Source excerpt:
- Official poster
- Directed by: Ursula Liang
- Produced by: Ursula Liang
- Starring: Kevin Wong; Ty Hua; Jeff Chung; Robert Chung; Ray Szeto; Paul Chin; Patrick "2E" Chin; Wendall Chin; Henry Oi; Jimmy Wong; Wen Wei Lin;
- Cinematography: Ursula Liang
- Edited by: Michelle Chang
- Music by: Scott "CHOPS" Jung; Adam Rubenstein;
- Release dates: April 27, 2014 (Independent Film Festival Boston); May 5, 2015 (United States);
- Running time: 89 minutes
- Countries: United States Canada
- Languages: English Chinese

= 9-Man (film) =

9-Man is a 2014 American documentary film about the sport 9-man played in Chinatowns in the U.S. and Canada. The New York Times called it "an absorbing documentary."

The film, which had its world premiere at IFFBoston on April 27, 2014, won six film festival awards and was broadcast on the PBS World Channel series America ReFramed on May 5, 2015 and January 24, 2017. The film, which follows the all-male sport of 9-man, was produced by a largely female crew, led by first-time director Ursula Liang and editor Michelle Chang. Featured in the film are U.S. volleyball Olympian and NBC commentator Kevin Wong and Chinatown historian John Kuo Wei Tchen. 9-Man also features the now deceased "mayor" of Boston's Chinatown, Reggie Wong, who was a leader in the 9-man community.

9-Man was part of the SkyFest series on Virgin America airlines in the summer of 2015.

The music for the film was written by Adam Rubenstein and Scott CHOPS Jung, the pioneering Chinese-American hip-hop producer and member of Mountain Brothers.

Raw data:
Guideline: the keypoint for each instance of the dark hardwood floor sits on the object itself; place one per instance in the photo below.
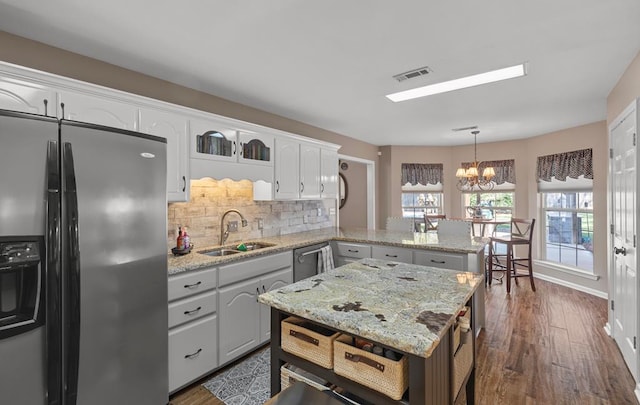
(543, 347)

Work to be completed:
Translate this sentence from the 9-Man article into Spanish: "9-Man was part of the SkyFest series on Virgin America airlines in the summer of 2015." Work only from the 9-Man article and leave the lines aside.

Finished task:
9-Man formó parte de la serie SkyFest de la aerolínea Virgin America en el verano de 2015.